Dataset records ->
++++

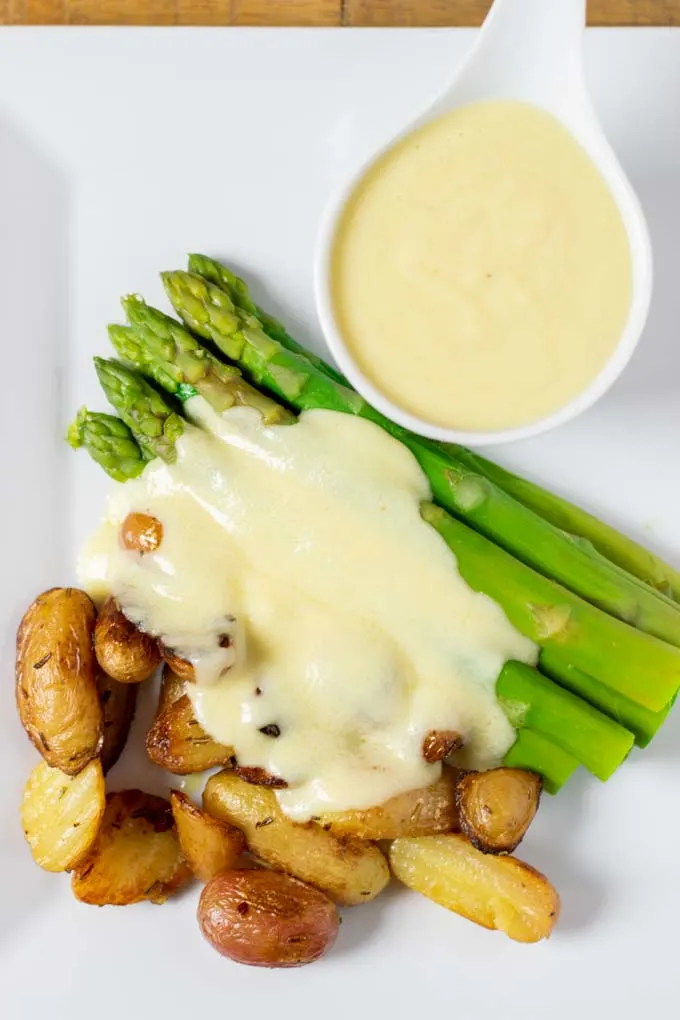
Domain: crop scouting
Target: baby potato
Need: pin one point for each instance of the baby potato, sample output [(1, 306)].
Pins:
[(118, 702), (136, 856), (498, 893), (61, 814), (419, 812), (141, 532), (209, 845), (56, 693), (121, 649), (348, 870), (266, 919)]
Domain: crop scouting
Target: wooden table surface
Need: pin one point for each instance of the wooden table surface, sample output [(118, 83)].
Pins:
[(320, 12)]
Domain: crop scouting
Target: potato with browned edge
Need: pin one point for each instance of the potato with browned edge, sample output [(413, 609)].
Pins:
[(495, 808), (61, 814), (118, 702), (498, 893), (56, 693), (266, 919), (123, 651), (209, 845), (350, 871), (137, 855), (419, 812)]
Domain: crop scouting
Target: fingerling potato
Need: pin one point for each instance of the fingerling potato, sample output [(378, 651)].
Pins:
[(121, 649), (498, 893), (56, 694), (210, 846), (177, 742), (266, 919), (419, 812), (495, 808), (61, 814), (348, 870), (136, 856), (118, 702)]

++++

Aim of the exercise ->
Copy out each line in the listing that has the word "wooden".

Reply ->
Target: wooden table surface
Need: pin one point for each instance of the wooden table surface, sample output [(118, 83)].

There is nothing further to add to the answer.